**Given instruction:** Shift every coordinate in the polygon outlines by -136 and copy the lines starting at the one containing "Draw the outline of every instance of the **car" and ending at the one containing "[[[81,139],[73,139],[72,143],[83,143],[84,141]]]", keeping everything else in those lines unchanged. Leave the pictures out of your answer.

═════ Data for this task ═════

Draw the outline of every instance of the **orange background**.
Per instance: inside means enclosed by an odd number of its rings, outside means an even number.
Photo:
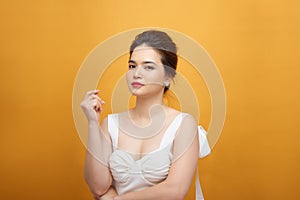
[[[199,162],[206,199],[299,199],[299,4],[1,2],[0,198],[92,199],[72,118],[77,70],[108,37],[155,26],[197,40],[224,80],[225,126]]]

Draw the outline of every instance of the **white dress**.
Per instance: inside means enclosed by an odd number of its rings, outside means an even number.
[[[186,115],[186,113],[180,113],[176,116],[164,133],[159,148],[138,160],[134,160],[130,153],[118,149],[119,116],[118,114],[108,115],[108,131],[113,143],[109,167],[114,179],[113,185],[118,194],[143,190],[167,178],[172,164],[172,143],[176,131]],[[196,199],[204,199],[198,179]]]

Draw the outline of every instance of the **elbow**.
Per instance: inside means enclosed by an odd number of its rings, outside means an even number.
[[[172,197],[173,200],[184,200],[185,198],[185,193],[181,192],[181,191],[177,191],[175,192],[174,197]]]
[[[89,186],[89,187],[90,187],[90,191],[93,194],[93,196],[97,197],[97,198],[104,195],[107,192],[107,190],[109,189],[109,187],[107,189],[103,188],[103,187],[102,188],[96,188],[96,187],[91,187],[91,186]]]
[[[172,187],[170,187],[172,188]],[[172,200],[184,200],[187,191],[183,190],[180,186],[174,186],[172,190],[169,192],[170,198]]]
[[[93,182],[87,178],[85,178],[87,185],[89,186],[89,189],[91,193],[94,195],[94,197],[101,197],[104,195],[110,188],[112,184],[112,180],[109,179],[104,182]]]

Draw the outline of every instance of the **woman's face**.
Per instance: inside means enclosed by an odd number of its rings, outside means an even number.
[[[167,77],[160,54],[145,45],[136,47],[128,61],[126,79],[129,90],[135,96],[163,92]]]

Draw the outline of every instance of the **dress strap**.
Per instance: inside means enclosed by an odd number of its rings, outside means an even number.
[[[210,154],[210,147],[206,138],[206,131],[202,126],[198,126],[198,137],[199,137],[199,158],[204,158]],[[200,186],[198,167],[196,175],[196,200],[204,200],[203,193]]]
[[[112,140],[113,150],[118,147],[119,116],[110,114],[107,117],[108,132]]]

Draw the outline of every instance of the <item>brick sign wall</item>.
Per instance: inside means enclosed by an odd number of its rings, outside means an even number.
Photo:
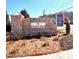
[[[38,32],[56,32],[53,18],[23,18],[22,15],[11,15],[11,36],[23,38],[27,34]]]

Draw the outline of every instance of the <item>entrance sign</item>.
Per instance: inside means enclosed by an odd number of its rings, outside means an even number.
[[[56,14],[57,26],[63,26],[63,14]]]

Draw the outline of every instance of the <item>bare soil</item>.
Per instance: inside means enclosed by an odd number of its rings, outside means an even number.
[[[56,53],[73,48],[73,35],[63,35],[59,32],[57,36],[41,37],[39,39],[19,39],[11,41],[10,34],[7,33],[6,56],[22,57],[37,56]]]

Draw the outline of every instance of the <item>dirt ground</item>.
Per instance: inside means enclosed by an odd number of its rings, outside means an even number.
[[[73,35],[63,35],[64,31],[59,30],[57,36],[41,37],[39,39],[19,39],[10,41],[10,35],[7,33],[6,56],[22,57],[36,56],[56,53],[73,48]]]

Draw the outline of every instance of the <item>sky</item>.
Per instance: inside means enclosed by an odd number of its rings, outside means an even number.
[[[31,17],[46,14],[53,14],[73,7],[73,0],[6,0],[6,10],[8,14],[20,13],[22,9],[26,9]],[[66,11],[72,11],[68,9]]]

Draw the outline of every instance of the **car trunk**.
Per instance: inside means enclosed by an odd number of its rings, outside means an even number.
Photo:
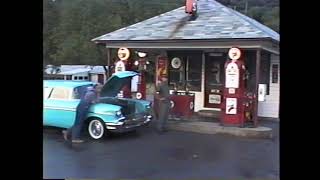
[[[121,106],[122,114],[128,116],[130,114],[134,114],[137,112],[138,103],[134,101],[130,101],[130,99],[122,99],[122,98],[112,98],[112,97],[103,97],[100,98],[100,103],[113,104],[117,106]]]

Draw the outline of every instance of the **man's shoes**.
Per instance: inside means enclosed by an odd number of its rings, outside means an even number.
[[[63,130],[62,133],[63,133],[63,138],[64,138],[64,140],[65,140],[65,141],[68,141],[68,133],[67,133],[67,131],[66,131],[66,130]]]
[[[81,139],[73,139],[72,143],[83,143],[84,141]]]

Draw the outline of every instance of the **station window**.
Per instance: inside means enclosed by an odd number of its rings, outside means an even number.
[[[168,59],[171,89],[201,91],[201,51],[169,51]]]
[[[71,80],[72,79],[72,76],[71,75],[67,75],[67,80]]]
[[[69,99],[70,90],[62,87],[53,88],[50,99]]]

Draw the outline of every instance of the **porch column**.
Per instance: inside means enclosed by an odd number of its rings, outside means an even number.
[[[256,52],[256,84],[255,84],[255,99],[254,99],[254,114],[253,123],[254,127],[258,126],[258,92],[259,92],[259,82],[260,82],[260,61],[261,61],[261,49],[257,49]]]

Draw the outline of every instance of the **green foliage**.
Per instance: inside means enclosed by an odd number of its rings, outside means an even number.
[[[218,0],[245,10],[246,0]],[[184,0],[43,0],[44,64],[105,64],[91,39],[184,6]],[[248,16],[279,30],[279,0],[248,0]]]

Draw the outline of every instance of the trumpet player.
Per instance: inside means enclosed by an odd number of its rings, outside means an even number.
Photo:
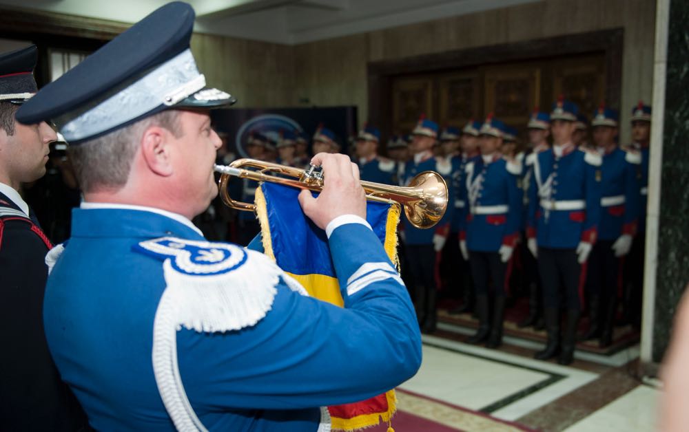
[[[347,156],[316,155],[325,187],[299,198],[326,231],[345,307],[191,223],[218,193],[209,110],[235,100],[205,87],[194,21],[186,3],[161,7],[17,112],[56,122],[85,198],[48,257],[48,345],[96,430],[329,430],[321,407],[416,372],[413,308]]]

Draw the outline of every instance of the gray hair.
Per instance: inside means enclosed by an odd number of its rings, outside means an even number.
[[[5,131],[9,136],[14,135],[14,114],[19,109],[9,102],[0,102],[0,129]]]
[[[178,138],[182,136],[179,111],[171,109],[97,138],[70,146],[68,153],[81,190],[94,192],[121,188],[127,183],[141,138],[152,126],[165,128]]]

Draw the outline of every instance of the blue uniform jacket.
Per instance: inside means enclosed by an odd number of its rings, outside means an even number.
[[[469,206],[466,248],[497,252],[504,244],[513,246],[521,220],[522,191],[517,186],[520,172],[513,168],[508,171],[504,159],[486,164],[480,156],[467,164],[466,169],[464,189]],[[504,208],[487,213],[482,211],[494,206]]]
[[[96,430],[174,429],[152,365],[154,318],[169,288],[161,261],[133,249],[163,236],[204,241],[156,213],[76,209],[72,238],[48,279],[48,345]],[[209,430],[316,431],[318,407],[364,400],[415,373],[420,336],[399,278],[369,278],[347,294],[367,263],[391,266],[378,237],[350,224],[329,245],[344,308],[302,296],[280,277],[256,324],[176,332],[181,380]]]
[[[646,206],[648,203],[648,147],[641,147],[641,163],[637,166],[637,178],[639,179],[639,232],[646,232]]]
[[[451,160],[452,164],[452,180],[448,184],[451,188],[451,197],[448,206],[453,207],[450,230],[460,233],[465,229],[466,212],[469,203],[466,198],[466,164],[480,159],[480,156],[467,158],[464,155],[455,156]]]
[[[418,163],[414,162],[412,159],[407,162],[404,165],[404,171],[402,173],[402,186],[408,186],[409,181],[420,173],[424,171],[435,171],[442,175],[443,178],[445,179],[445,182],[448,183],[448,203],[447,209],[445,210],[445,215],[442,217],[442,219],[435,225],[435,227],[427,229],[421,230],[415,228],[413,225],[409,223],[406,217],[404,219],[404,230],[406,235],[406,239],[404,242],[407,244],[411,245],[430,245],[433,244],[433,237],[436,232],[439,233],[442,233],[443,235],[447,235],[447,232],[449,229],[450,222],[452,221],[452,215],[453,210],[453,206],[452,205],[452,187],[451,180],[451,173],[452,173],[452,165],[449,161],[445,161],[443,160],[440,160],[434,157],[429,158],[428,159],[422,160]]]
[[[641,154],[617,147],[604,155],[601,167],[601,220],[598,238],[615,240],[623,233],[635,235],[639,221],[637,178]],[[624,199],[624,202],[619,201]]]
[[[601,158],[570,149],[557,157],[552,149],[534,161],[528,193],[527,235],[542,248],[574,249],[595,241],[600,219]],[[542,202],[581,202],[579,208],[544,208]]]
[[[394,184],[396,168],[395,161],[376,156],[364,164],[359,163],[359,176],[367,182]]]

═════

**Response:**
Draw the outline of every instance of the **car trunk**.
Per instance: inside means enclosed by an odd number of its rings, outside means an even number.
Photo:
[[[-15,-30],[-14,-22],[-8,-20],[-6,-22],[-2,-22],[1,-24],[2,-33],[-2,-35],[-6,-35],[-6,-37],[-14,-37],[-14,-38],[-24,-38],[-24,-39],[-33,-39],[-36,-38],[-36,-33],[-23,-32],[-19,-30]]]

Draw the outline of every instance of the **man's shoes**.
Per instance: inside means enclosed by an odd number of its rings, outside means an even number.
[[[-73,-6],[-74,-3],[-73,-3],[-73,2],[-72,2],[-72,4],[-71,4],[-71,5],[-68,5],[-68,-3],[-69,-3],[-69,-5],[-70,-5],[-70,-6]]]
[[[-55,3],[-63,3],[-64,7],[-53,7],[-52,5]]]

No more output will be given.